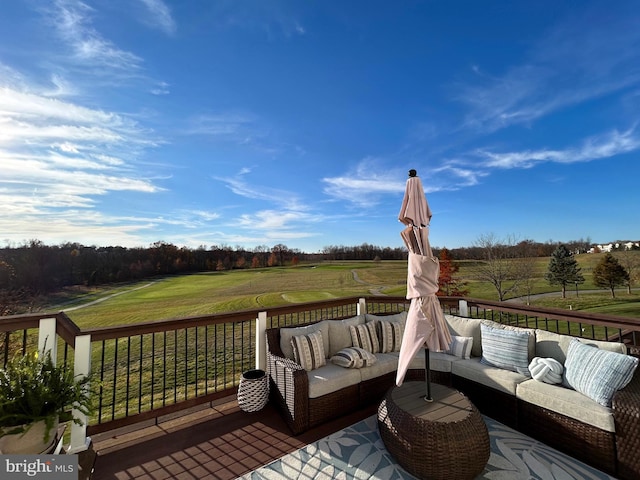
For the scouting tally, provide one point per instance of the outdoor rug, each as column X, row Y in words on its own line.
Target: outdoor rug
column 357, row 452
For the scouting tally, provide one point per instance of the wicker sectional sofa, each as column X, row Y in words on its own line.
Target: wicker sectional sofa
column 607, row 437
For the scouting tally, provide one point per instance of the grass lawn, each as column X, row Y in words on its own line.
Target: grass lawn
column 215, row 292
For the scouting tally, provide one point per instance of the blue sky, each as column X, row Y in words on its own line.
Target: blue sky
column 251, row 123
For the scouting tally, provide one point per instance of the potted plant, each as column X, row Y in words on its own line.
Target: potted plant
column 35, row 395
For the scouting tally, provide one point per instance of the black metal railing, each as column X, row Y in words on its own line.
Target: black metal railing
column 147, row 370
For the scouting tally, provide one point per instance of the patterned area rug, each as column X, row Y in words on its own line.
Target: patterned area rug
column 357, row 452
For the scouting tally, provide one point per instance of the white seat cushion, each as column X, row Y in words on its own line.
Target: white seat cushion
column 385, row 363
column 503, row 380
column 331, row 378
column 566, row 402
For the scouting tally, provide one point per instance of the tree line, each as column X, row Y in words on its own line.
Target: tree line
column 36, row 268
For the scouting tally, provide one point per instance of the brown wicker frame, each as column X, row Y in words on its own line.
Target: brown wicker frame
column 289, row 390
column 495, row 404
column 434, row 450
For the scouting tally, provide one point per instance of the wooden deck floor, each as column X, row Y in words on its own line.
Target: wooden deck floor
column 218, row 442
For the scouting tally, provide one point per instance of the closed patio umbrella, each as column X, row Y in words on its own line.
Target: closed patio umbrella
column 426, row 326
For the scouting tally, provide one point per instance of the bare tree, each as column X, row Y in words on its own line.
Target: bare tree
column 498, row 266
column 526, row 266
column 630, row 260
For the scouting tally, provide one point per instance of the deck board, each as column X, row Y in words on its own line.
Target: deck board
column 217, row 442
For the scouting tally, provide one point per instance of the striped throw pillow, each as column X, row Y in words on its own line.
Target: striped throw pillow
column 506, row 349
column 353, row 357
column 460, row 347
column 308, row 350
column 364, row 336
column 597, row 373
column 390, row 336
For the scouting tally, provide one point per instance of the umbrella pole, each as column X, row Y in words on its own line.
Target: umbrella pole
column 427, row 375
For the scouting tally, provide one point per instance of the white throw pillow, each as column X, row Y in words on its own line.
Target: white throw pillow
column 353, row 357
column 596, row 373
column 506, row 349
column 390, row 335
column 365, row 336
column 460, row 347
column 308, row 351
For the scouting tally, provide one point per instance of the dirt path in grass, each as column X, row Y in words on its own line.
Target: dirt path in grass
column 373, row 290
column 100, row 300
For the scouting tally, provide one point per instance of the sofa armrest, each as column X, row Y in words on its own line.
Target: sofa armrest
column 626, row 414
column 289, row 385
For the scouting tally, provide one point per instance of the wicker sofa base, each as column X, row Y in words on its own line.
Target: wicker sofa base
column 585, row 442
column 495, row 404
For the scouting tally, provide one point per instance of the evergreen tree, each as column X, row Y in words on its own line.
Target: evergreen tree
column 563, row 269
column 609, row 273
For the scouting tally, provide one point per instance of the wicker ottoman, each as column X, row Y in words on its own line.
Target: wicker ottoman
column 443, row 439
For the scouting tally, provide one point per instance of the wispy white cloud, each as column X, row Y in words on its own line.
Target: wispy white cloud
column 593, row 148
column 241, row 187
column 366, row 184
column 577, row 61
column 160, row 16
column 72, row 20
column 161, row 88
column 57, row 158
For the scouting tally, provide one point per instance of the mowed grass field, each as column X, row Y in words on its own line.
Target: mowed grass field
column 216, row 292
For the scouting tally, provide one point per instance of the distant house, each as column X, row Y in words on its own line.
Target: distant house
column 614, row 246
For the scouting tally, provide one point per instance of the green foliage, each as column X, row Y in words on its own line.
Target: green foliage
column 610, row 274
column 33, row 388
column 563, row 269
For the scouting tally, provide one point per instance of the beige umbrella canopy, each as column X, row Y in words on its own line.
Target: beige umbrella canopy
column 426, row 326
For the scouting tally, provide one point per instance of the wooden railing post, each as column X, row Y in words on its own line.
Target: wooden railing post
column 81, row 367
column 261, row 341
column 47, row 340
column 463, row 308
column 362, row 306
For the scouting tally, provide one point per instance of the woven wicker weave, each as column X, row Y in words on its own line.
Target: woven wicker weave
column 626, row 411
column 435, row 449
column 253, row 391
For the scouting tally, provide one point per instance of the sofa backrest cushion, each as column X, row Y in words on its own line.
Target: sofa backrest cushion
column 597, row 373
column 466, row 327
column 394, row 317
column 287, row 333
column 390, row 335
column 339, row 335
column 308, row 350
column 506, row 348
column 531, row 345
column 365, row 336
column 555, row 345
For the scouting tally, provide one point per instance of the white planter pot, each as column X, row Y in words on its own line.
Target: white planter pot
column 31, row 441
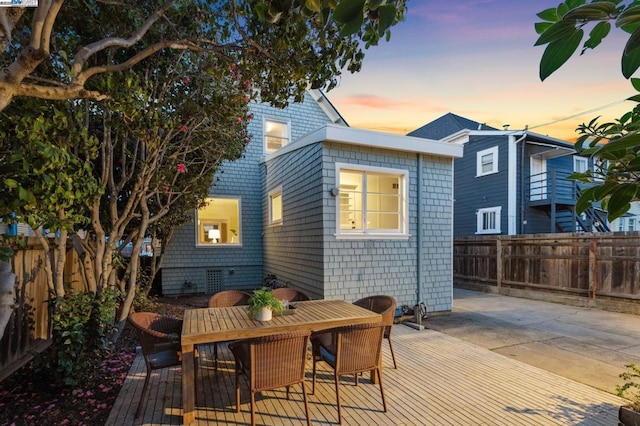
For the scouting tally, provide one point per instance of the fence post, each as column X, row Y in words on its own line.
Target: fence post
column 593, row 268
column 499, row 261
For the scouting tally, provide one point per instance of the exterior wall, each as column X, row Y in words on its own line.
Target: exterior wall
column 473, row 193
column 191, row 269
column 356, row 267
column 293, row 250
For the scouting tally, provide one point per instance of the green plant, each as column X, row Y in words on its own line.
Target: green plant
column 630, row 389
column 262, row 298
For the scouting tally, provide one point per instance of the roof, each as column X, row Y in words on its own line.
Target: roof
column 447, row 125
column 370, row 138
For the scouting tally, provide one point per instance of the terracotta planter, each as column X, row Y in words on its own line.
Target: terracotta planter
column 264, row 314
column 628, row 417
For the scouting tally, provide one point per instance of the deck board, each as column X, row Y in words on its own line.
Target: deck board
column 440, row 380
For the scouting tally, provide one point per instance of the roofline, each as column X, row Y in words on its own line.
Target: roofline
column 328, row 108
column 462, row 136
column 372, row 139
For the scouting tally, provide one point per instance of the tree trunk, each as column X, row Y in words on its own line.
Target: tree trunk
column 7, row 300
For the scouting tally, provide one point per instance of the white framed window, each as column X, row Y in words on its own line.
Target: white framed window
column 580, row 164
column 275, row 207
column 488, row 220
column 371, row 200
column 277, row 133
column 487, row 161
column 219, row 223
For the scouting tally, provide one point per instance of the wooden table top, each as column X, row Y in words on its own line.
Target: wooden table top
column 209, row 325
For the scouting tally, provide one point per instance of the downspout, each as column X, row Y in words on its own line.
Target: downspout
column 419, row 230
column 511, row 214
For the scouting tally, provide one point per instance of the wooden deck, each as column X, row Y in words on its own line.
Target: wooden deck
column 440, row 380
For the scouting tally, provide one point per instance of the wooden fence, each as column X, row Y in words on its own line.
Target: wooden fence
column 602, row 266
column 29, row 329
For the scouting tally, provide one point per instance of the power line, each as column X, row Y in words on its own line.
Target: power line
column 578, row 114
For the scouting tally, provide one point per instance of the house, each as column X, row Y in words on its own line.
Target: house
column 333, row 211
column 512, row 182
^^^^
▶ _Problem to work on_
The response has to be an exact copy of all the data, pictures excluded.

▶ _Solution_
For the scouting tally, provide one point per instance of the outdoor rug, each as column X, row Y in words on its own line.
Target: outdoor rug
column 357, row 452
For the scouting tally, provide one point per instance of the wicker sectional sofa, each as column X, row Y in words on its own line.
Target: wicker sectional sofa
column 607, row 437
For the scouting tally, provide one point per instance of the grass lawn, each as column X, row Y in words on its own line.
Target: grass lawn
column 215, row 292
For the scouting tally, provide one point per instance of the blue sky, each as column X, row Y in words on its own line.
Target: blue sky
column 251, row 123
For the scouting tally, provide one point per instance of the potted plant, each as column X, row Y in words on its own line.
Target: potted plant
column 35, row 395
For the scouting tally, provide one point per instance of the black metal railing, each as column X, row Y in words on its own line.
Target: black metal railing
column 147, row 370
For the scouting tally, provide one point per instance of the patterned area rug, each as column X, row Y in words on its own line.
Target: patterned area rug
column 357, row 452
For the scouting tally, provide one point per instance of the white seat cushion, each as column X, row Y in words on its own line.
Target: white seat cushion
column 385, row 363
column 503, row 380
column 331, row 378
column 566, row 402
For the scouting tally, provide one point per instance of the tree line, each as column X, row Y in words on its own line.
Target: tree line
column 36, row 268
For the scouting tally, provide one point per instance of the brown wicker frame, each as column X, row Y in words on its own line.
Target: brown wicker frame
column 289, row 390
column 495, row 404
column 434, row 450
For the scouting tally, provide one point per instance of the wooden deck floor, each as column X, row Y in words on its own line.
Target: wooden deck floor
column 218, row 442
For the scouting tally, provide one point per instance of the closed patio umbrella, each as column X, row Y in words on its own line.
Target: closed patio umbrella
column 426, row 326
For the scouting tally, provide one point per instance of the bare tree, each as column X, row Y in words on its own line.
Target: bare tree
column 498, row 266
column 526, row 266
column 630, row 260
For the scouting tally, provide one point per instance of the deck board, each as column X, row Y in words on its own line.
Target: deck board
column 217, row 442
For the scouting tally, provide one point per instance of the striped throw pillow, each as column X, row Y in words on its own line.
Target: striped throw pillow
column 506, row 349
column 353, row 357
column 460, row 347
column 308, row 350
column 364, row 336
column 597, row 373
column 390, row 336
For the scouting tally, provide one point per instance of the umbrella pole, each as column X, row Y in words on its own line.
Target: umbrella pole
column 427, row 375
For the scouting tally, provide one point per instance of the white throw pillow, each as column X, row Y in words on its own line.
Target: white throw pillow
column 353, row 357
column 596, row 373
column 506, row 349
column 390, row 335
column 365, row 336
column 460, row 347
column 308, row 351
For the scouting tally, provide one point per instance of the dirt path in grass, each as column X, row Y in words on its own line.
Target: dirt path in grass
column 373, row 290
column 100, row 300
For the scouting tally, provide one point per instance of the sofa armrest, each as column X, row Y in words on its own line.
Target: sofa armrest
column 626, row 414
column 289, row 385
For the scouting tally, provide one point per instance of the wicker sofa base, each as column X, row Y in words on its own line.
Target: wicker sofa base
column 585, row 442
column 495, row 404
For the scouting tally, provide one point per instance of the evergreen tree, each as column X, row Y in words on its own line.
Target: evergreen tree
column 563, row 269
column 609, row 273
For the scouting tally, provide one point per instance of the wicker ottoman, each as column X, row Y in words on its own line.
Target: wicker ottoman
column 443, row 439
For the scouting tally, provide one point per instance of the wispy white cloud, each as column X, row Y in words on its own line.
Target: wispy white cloud
column 593, row 148
column 241, row 187
column 366, row 184
column 577, row 61
column 160, row 16
column 72, row 20
column 161, row 88
column 57, row 158
For the scouting tally, provide one point per instance of the mowed grass field, each as column X, row Y in words on its own line.
Target: mowed grass field
column 216, row 292
For the scouting tally, provide one point per instance of the distant house, each as column X, row Y in words on its own line.
Target: distant house
column 614, row 246
For the scouting tally, provide one point per instance of the green foliage, each as column X, row Y in words on its own line.
Target: green foliage
column 610, row 274
column 33, row 388
column 563, row 269
For the scouting tally, provide one point per instance of the beige umbrella canopy, each as column X, row Y in words on its own line.
Target: beige umbrella canopy
column 426, row 326
For the scouting tally, provide one point per instance of the wooden railing post, each as column X, row Y in words on its own line.
Target: wooden railing post
column 81, row 367
column 261, row 341
column 47, row 340
column 463, row 308
column 362, row 306
For the scouting tally, provide one point per instance of the woven wicker weave, each as column X, row Y in words on its own line.
Target: woven wicker weave
column 626, row 411
column 435, row 449
column 253, row 391
For the scouting tally, provide one point per instance of the sofa backrest cushion, each as column X, row Y in words on its own line.
Target: sofa backrest cushion
column 597, row 373
column 466, row 327
column 394, row 317
column 287, row 333
column 390, row 335
column 339, row 335
column 308, row 350
column 506, row 348
column 531, row 345
column 365, row 336
column 555, row 345
For the scouting tally, provide one point per instance of the white planter pot, each as column X, row Y in words on its own line.
Target: white planter pot
column 31, row 441
For the scouting tally, provide one point per instance of the fence post, each as column X, row Y in words on its own line.
Target: fence post
column 593, row 268
column 499, row 261
For the scouting tally, provide one point per instance of the exterior wall, each as column X, row Y in words on its own line.
Target: exterior wall
column 473, row 193
column 191, row 269
column 356, row 267
column 293, row 250
For the scouting tally, provide one point per instance of the green plant, each as column X, row Y in words on its own line.
Target: green plant
column 630, row 389
column 262, row 298
For the scouting tally, provide one point per instance of the roof, each as column X, row Y in words on its own line.
Target: roof
column 447, row 125
column 370, row 138
For the scouting tally, provide one point per instance of the terracotta planter, each as column X, row Y in words on its own line.
Target: terracotta planter
column 264, row 314
column 628, row 417
For the scouting tally, provide one point per instance of the deck board, each as column X, row Y in words on its own line.
Target: deck board
column 440, row 380
For the scouting tally, provide one point per instance of the roofline, each as column X, row Y in words on its own line.
Target: roofline
column 328, row 108
column 462, row 136
column 372, row 139
For the scouting tally, provide one point per instance of the tree trunk, each as column X, row Y in words on its own line.
Target: tree trunk
column 7, row 300
For the scouting tally, provide one point per instance of the white framed window, each as column X, row Y in words on its own line.
Target: white framed window
column 580, row 164
column 275, row 207
column 488, row 220
column 371, row 200
column 277, row 133
column 487, row 161
column 219, row 223
For the scouting tally, provide one point per instance of the wooden table top, each as column X, row Y in words on its own line.
Target: wooden table top
column 209, row 325
For the scouting tally, provide one point per instance of the downspout, each as column X, row Y in words on its own line.
Target: downspout
column 419, row 230
column 511, row 214
For the scouting tally, provide one point per instance of the wooden deck, each as column X, row Y in words on its own line.
Target: wooden deck
column 440, row 380
For the scouting tally, provide one point per instance of the wooden fence, each as column X, row Y in words on its own line.
Target: wooden fence
column 602, row 266
column 29, row 329
For the scouting tally, provide one point per instance of the power line, each as column X, row Y in words on its own line.
Target: power line
column 578, row 114
For the scouting tally, provide one point per instance of the house, each as column X, row Y in words on its own line.
Target: house
column 333, row 211
column 512, row 182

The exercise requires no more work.